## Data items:

+++

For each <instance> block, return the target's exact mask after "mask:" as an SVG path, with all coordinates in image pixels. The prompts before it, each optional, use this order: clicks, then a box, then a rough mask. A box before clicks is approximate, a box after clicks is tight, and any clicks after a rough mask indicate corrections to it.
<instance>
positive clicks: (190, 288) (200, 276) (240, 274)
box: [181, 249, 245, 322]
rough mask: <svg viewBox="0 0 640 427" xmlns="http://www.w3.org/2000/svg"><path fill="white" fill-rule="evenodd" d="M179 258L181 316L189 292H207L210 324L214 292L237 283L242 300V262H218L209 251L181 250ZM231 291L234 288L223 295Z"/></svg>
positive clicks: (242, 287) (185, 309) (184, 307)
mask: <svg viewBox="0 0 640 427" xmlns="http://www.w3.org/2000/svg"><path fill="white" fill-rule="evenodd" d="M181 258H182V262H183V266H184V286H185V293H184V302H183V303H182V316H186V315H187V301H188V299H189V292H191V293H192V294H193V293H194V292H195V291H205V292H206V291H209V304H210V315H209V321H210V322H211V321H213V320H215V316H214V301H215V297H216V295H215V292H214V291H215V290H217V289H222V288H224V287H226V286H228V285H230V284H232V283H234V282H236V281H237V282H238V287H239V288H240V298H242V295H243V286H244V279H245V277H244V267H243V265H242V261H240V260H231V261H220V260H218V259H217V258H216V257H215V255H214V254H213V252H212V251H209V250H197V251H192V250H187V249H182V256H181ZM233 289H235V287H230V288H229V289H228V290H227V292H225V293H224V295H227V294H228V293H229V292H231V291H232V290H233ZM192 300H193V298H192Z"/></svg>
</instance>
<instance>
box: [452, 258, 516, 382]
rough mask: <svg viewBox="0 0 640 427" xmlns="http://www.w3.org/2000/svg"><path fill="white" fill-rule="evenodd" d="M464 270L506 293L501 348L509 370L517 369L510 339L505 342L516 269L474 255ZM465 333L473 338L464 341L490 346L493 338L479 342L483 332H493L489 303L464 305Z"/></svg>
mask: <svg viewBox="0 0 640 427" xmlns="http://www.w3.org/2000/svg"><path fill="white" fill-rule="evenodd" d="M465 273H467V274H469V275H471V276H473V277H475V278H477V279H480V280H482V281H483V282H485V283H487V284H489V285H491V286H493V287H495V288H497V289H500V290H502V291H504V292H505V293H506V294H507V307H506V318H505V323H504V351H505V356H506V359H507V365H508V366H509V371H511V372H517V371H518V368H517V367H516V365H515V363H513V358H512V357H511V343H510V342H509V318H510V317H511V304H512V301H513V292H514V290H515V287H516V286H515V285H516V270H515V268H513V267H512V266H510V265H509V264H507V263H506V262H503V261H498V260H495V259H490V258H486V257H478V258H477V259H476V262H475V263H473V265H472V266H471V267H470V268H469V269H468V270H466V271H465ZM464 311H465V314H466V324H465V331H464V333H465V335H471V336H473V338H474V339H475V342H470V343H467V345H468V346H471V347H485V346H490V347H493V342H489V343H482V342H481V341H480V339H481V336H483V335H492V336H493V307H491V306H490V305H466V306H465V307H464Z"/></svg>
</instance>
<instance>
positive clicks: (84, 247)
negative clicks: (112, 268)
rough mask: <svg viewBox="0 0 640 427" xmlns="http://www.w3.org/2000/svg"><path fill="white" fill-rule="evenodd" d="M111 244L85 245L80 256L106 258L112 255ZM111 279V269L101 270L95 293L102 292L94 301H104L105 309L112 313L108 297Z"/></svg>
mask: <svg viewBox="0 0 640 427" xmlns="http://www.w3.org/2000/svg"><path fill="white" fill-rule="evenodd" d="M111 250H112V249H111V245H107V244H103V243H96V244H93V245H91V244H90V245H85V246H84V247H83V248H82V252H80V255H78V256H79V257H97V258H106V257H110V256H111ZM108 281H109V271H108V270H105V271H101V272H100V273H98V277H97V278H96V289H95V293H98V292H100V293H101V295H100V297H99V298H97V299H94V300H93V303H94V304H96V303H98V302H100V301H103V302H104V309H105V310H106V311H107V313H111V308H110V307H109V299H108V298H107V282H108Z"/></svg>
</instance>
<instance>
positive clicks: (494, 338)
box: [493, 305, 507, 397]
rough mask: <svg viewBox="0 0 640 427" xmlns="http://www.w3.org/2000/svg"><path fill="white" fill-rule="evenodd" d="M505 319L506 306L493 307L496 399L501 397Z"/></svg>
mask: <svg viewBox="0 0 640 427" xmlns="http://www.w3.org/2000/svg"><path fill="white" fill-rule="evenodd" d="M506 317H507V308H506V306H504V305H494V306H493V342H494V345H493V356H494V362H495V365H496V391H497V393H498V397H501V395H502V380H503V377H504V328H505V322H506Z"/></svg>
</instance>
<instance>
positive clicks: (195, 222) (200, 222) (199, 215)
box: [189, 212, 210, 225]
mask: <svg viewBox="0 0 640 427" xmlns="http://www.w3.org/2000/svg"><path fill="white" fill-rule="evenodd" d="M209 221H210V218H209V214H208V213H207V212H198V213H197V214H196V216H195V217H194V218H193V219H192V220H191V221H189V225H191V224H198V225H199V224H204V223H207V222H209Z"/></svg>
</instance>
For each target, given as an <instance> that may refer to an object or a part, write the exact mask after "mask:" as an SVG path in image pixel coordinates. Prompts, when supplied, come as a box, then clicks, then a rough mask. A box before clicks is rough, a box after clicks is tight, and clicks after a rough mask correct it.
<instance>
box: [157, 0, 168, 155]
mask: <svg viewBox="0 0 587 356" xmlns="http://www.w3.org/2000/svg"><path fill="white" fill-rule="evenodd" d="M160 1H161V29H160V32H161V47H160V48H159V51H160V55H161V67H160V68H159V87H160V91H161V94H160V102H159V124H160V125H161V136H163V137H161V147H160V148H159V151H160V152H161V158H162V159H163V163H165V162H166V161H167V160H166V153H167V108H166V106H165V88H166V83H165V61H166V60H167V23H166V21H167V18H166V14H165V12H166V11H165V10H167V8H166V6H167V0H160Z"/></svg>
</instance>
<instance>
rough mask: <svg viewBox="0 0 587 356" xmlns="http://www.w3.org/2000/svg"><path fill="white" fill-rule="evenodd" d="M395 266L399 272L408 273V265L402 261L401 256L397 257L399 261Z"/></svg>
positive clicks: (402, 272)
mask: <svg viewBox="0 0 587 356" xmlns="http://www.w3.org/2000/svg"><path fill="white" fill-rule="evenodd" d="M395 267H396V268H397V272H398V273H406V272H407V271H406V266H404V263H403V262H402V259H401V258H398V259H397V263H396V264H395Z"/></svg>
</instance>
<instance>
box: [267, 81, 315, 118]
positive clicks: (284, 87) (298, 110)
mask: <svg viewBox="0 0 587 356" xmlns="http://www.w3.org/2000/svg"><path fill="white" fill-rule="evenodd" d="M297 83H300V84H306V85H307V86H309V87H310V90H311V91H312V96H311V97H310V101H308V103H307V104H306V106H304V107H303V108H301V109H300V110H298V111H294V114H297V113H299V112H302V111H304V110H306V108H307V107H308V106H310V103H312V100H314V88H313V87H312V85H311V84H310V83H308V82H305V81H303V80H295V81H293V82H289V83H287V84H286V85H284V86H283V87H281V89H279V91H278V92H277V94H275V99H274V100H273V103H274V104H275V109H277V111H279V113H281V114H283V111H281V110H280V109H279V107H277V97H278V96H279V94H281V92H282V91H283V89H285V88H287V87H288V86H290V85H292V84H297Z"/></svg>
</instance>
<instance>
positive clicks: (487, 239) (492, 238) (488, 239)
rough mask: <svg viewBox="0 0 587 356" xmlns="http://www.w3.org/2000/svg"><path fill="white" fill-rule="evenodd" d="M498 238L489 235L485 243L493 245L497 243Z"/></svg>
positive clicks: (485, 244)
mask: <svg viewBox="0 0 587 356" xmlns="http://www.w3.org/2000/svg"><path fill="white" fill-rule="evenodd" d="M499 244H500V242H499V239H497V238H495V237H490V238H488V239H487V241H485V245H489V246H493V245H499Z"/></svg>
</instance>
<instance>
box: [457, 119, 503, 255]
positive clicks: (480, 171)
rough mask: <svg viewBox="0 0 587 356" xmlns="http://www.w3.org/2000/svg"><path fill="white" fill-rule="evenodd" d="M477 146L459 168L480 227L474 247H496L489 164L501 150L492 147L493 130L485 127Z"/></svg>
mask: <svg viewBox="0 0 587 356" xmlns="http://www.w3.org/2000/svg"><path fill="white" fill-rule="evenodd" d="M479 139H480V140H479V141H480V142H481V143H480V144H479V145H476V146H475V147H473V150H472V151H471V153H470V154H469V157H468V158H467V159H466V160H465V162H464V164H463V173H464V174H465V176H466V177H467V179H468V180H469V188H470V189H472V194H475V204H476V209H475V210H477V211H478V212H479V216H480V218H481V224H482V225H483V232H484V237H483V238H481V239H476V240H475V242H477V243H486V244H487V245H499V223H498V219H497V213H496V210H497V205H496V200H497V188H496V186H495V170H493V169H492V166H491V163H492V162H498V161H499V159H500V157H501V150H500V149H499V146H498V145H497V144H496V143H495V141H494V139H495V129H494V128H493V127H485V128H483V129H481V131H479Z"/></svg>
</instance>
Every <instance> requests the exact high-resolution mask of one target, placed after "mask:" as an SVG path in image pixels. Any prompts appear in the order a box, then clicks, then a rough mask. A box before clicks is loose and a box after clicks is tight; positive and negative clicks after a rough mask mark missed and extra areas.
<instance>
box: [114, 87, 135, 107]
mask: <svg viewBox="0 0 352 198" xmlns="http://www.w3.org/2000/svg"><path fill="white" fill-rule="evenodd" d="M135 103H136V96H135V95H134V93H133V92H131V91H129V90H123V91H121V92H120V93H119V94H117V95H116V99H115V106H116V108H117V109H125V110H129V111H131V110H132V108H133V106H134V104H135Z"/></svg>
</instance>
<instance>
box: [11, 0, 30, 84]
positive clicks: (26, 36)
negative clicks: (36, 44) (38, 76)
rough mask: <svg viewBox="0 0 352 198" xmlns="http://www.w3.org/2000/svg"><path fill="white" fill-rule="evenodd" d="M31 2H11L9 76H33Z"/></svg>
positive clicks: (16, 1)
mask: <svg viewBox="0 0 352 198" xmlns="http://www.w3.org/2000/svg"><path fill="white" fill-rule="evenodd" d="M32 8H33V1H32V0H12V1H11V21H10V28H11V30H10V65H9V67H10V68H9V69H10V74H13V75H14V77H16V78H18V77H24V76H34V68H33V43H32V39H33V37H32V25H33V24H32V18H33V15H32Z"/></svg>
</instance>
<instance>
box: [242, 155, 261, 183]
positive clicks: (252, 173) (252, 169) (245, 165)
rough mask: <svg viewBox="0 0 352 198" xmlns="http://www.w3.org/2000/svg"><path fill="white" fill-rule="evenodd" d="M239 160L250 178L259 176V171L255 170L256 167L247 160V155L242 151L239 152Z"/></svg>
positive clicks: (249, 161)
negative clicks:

+++

## Exercise:
Copy out the listing word for word, from its first line through the line containing "box: [181, 249, 245, 322]", including that line.

## Expected output:
For each <instance> block, return the target's exact mask after "mask:" as an SVG path, with all coordinates in image pixels. The prompts before it, each optional, use this order: clicks, then a box, then a rough mask. A box before clicks is approximate, a box after clicks is tight, and any clicks after a rough mask indicate corrections to it.
<instance>
positive clicks: (190, 288) (200, 276) (240, 274)
box: [181, 249, 245, 322]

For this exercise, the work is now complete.